Exercise brief:
Every line below should be given again without alteration.

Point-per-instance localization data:
————

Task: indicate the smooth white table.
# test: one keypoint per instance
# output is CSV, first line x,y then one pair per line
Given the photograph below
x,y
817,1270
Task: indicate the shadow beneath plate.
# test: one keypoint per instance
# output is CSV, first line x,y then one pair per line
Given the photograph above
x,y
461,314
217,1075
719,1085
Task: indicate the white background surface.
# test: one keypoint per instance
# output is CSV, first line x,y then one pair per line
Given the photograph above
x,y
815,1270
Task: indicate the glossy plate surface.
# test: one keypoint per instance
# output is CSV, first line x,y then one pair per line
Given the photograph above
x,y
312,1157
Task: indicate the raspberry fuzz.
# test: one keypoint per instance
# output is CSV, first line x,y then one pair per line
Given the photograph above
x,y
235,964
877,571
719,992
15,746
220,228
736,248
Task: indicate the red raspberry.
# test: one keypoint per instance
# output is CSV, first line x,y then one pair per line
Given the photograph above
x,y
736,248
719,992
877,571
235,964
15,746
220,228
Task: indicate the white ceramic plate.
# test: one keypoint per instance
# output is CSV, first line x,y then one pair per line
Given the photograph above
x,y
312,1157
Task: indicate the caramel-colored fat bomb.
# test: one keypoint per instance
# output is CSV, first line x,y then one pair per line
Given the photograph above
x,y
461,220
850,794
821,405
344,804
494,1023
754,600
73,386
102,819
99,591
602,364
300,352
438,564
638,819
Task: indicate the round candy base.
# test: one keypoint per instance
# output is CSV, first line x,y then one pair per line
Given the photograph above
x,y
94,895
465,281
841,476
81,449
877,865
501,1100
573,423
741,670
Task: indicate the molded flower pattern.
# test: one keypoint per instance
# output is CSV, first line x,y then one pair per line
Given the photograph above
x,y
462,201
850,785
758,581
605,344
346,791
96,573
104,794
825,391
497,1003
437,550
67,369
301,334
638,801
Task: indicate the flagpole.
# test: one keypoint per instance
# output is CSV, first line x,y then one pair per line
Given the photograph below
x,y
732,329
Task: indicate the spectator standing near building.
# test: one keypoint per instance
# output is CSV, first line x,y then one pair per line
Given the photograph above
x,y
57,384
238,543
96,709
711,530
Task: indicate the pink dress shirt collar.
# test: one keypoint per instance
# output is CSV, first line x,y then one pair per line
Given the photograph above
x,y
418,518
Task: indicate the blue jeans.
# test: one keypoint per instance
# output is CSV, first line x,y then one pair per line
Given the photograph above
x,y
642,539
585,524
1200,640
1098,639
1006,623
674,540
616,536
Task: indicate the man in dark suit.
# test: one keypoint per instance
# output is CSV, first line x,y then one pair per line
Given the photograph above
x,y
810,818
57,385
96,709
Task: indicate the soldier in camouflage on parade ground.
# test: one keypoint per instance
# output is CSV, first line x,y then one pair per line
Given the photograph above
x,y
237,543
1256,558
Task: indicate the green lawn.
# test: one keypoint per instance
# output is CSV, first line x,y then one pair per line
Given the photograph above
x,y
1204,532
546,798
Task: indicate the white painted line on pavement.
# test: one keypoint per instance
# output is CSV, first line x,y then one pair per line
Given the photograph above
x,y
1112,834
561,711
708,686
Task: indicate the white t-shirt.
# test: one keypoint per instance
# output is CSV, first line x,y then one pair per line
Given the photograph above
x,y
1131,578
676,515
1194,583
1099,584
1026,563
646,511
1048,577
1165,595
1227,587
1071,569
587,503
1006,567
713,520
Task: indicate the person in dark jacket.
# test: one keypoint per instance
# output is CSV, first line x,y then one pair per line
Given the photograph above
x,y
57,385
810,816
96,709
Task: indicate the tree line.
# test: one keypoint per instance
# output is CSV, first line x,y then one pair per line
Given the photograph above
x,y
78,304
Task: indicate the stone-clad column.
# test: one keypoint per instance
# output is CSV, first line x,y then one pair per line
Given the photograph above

————

Written solution:
Task: indicate the smooth white table.
# test: one keypoint per instance
# output is CSV, first line x,y then one pair per line
Given the photograph below
x,y
817,1270
Task: indicate the shadow beneath plate.
# test: one keypoint per instance
# output is CSV, first line x,y then one pair per line
Given the photograph above
x,y
461,314
217,1075
719,1085
Task: indicate the white background surface.
# test: one keypoint per instance
# output is CSV, first line x,y then one pair per line
Given the photograph above
x,y
815,1270
Task: indicate the glossy plate surface.
# test: one keypoint per instance
# output is CSV, first line x,y then one pair per line
Given the photograph above
x,y
312,1157
Task: indicate the raspberry fuzz.
# test: one keypoint per instance
# output is CSV, first line x,y then one pair per line
Given the photograph above
x,y
235,964
877,571
719,992
15,746
220,228
736,248
Task: indicate the red raspberry.
# test: one keypoint per instance
# output is CSV, first line x,y then one pair per line
Given the photograph above
x,y
736,248
719,992
877,571
235,964
15,746
220,228
Task: indicate the white ceramic plate.
# test: one keypoint per instance
# output is CSV, first line x,y then one pair per line
Given the photograph above
x,y
312,1157
Task: indicate the caramel-colored fat bomb.
# test: one keypoint per instance
# output is CSV, first line x,y then one pair per line
Given the photograph above
x,y
461,220
850,794
821,405
344,804
494,1023
754,600
73,386
102,819
99,591
602,364
300,352
438,564
638,819
Task: indicate the round candy base.
# test: one keypoint per instance
# output is CSV, first line x,y then one pair per line
Given the photograph above
x,y
94,895
465,281
841,476
81,449
877,865
501,1100
573,423
741,670
Task: indicate the molded flower pattern.
# test: one keypoint per instance
# output is CSV, first line x,y then one pair per line
Given the photograph above
x,y
462,201
850,785
758,581
605,344
346,791
96,573
104,794
825,391
497,1003
437,550
67,369
301,334
638,801
Task: indicate the flagpole.
# test: one keypoint per instance
# output is CSV, first line x,y then one pair per line
Given the photograph below
x,y
732,329
Task: indicate the spectator standing near building.
# test: one keypoint per instance
# output is CSV, first line x,y then one pair per line
Given the photograph above
x,y
57,384
238,543
96,709
711,530
Task: indicate the pink dress shirt collar.
# test: one keypoint per instance
# output is CSV, first line x,y then one pair per line
Given the photograph above
x,y
418,518
Task: indicate the blue jeans.
# test: one keypoint per instance
# output is CSV, first line x,y then one pair per line
Given the photograph above
x,y
642,539
585,524
1200,640
1098,639
1006,623
674,540
616,536
Task: indicate the man in dark suit.
# test: one keypoint per instance
# output is CSV, first line x,y then one pair per line
Given the photograph above
x,y
810,818
57,385
96,709
Task: indicate the soldier in camouflage on parade ground.
# test: one keypoint per instance
# output is CSV, first line x,y then one pair per line
Given the photograph above
x,y
237,543
1256,558
Task: indicate the green lawn.
# test: one keypoint per instance
# output is CSV, first line x,y then one pair per line
Given the photograph above
x,y
1204,532
546,798
Task: indicate the white painted line on pavement.
# test: one keypoint per instance
# output is CSV, first line x,y then one pair per line
Given the photograph above
x,y
1112,834
561,711
708,686
Task: indicate the white t-shirt.
# test: one keypoint per instance
# output is CSV, first line x,y then one pair per line
Given the photograph above
x,y
1131,578
676,515
1194,583
1099,584
1026,563
646,511
1048,577
1165,595
1227,587
1071,569
587,503
1006,567
713,520
Task: indicate the person in dark jacket.
# test: one keypoint per instance
# output is CSV, first line x,y then one pair per line
Given the photograph above
x,y
57,385
810,816
96,709
Task: indicate the tree line.
# test: one keypoint per instance
# output is CSV, first line x,y then one pair per line
Given the photograph above
x,y
78,304
Task: indicate the stone-clad column.
# test: one keypoint per instance
# output is CSV, first line x,y then one pair per line
Given the photograph above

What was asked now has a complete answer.